Task statement —
Rewrite the material from its beginning through the line that contains "201], [45, 208]]]", replacing "decorative plate" with "ornamental plate" and leaving everything else unchanged.

Available records —
□ □ □ □

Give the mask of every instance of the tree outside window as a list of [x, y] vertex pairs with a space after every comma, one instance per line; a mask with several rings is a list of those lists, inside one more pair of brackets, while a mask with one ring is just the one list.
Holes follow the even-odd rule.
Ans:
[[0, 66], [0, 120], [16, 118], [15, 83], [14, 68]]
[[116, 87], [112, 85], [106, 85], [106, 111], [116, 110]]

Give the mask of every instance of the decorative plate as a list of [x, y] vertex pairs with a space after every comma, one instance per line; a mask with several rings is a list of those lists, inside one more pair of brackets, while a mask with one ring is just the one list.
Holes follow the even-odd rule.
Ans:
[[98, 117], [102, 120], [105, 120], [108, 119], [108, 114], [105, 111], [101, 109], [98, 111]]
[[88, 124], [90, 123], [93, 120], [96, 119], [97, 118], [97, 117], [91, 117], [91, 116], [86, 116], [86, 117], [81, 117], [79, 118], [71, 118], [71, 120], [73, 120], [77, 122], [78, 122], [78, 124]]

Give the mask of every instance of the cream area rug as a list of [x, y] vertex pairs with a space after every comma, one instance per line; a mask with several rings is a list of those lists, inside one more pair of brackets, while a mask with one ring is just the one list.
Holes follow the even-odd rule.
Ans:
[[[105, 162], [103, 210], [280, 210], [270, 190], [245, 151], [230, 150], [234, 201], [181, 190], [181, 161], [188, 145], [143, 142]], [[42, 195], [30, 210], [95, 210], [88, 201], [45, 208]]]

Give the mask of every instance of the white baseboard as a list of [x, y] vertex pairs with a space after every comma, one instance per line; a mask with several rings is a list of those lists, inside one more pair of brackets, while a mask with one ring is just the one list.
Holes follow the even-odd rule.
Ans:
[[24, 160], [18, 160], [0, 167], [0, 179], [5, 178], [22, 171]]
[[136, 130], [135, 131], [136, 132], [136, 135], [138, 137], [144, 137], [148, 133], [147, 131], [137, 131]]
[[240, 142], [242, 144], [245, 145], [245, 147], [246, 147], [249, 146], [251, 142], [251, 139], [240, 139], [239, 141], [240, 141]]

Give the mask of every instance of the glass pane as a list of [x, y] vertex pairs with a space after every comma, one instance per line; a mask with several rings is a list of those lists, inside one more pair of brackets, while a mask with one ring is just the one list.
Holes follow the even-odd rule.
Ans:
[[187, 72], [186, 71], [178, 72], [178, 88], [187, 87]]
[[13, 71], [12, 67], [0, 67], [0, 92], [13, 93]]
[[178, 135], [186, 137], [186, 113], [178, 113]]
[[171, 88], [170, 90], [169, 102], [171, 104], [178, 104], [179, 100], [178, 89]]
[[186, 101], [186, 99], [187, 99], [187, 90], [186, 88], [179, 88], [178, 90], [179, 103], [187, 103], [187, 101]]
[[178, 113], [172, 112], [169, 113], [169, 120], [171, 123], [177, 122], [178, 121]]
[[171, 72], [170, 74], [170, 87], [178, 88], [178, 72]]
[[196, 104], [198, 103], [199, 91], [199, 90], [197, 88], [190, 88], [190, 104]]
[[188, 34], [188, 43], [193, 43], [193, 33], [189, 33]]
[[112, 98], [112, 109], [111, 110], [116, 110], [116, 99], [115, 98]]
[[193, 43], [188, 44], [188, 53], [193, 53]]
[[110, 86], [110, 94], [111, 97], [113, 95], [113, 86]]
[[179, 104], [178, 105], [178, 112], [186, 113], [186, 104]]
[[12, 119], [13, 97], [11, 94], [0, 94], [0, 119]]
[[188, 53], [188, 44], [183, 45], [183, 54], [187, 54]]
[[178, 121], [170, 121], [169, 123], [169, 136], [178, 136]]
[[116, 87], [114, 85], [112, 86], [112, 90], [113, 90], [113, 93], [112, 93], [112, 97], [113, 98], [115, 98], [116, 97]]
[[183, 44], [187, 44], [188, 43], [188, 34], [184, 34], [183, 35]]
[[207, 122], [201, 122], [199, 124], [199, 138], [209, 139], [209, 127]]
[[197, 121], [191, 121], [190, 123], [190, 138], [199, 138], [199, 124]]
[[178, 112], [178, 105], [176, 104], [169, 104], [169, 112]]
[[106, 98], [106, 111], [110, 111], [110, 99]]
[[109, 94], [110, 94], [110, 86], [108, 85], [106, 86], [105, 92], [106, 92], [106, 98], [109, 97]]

□ □ □ □

Completed task —
Give the mask of every instance of the tree outside window as a list of [x, y] vertex pairs with a space after every comma, one instance per line; a mask with several rings is a list of those lists, inside one more pair of brackets, while a mask with one ring is just the one list.
Holes follow the even-odd rule.
Ans:
[[0, 66], [0, 120], [16, 118], [15, 83], [14, 68]]
[[116, 87], [112, 85], [106, 85], [106, 111], [116, 110]]

Give the mask of every instance of the ornamental plate as a list of [x, y] vertex pairs with a space after every comma, one instance per line; a mask with several rings is a list of those lists, inside one more pair of brackets, while a mask with one ring is just the one list.
Holes follow the even-odd rule.
Ans:
[[98, 117], [102, 120], [105, 120], [108, 119], [108, 114], [105, 111], [101, 109], [98, 111]]
[[88, 124], [90, 123], [93, 120], [96, 119], [97, 118], [97, 117], [91, 117], [91, 116], [86, 116], [86, 117], [81, 117], [79, 118], [71, 118], [71, 120], [73, 120], [77, 122], [78, 122], [78, 124]]

Give the mask of every instance of the cream area rug as a list of [x, y] vertex pairs with a space after every comma, one instance per line; a mask with several rings is a list of those lists, inside one more pair of brackets, while a mask with one ring is just the one list.
Holes follow the even-odd rule.
Ans:
[[[105, 162], [103, 210], [280, 210], [270, 190], [245, 151], [230, 150], [234, 201], [181, 190], [181, 161], [188, 145], [143, 142]], [[42, 195], [30, 210], [95, 210], [88, 201], [45, 208]]]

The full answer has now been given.